*** Opening of Dataset records ***
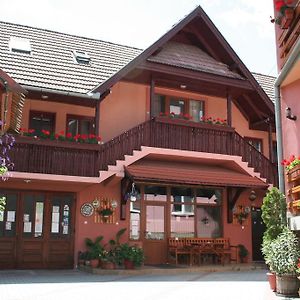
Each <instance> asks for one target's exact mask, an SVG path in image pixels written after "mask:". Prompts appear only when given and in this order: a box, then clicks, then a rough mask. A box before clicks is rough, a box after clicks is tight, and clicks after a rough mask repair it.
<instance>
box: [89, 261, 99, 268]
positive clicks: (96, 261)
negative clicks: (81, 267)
mask: <svg viewBox="0 0 300 300" xmlns="http://www.w3.org/2000/svg"><path fill="white" fill-rule="evenodd" d="M98 265H99V259H91V260H90V266H91V267H92V268H98Z"/></svg>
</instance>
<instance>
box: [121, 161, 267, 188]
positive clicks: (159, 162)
mask: <svg viewBox="0 0 300 300" xmlns="http://www.w3.org/2000/svg"><path fill="white" fill-rule="evenodd" d="M126 173H127V174H128V175H129V176H131V177H133V179H135V180H140V181H147V182H151V181H152V182H164V183H168V182H172V183H178V184H196V185H210V186H233V187H236V186H238V187H249V188H267V186H268V185H267V184H266V183H264V182H263V181H262V180H260V179H258V178H257V177H252V176H250V175H248V174H246V173H241V172H239V171H237V170H234V169H230V168H225V167H222V166H216V165H205V164H196V163H193V164H192V163H184V162H171V161H160V160H141V161H139V162H137V163H135V164H133V165H130V166H128V167H126Z"/></svg>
*** Close of Dataset records ***
Exercise description:
The required output is an exact retyping of the lines from the one that contains "negative clicks: (81, 267)" through the last line of the material above.

Completed exercise:
negative clicks: (81, 267)
mask: <svg viewBox="0 0 300 300" xmlns="http://www.w3.org/2000/svg"><path fill="white" fill-rule="evenodd" d="M98 265H99V259H91V260H90V266H91V267H92V268H98Z"/></svg>
</instance>
<instance>
box: [121, 161, 267, 188]
positive clicks: (159, 162)
mask: <svg viewBox="0 0 300 300" xmlns="http://www.w3.org/2000/svg"><path fill="white" fill-rule="evenodd" d="M126 173H127V174H128V175H129V176H131V177H133V179H135V180H140V181H147V182H151V181H152V182H164V183H168V182H172V183H178V184H196V185H210V186H233V187H236V186H238V187H249V188H267V186H268V185H267V184H266V183H264V182H263V181H262V180H260V179H258V178H257V177H252V176H250V175H248V174H246V173H241V172H239V171H237V170H234V169H230V168H225V167H222V166H216V165H205V164H196V163H193V164H192V163H184V162H171V161H160V160H141V161H139V162H137V163H135V164H133V165H130V166H128V167H126Z"/></svg>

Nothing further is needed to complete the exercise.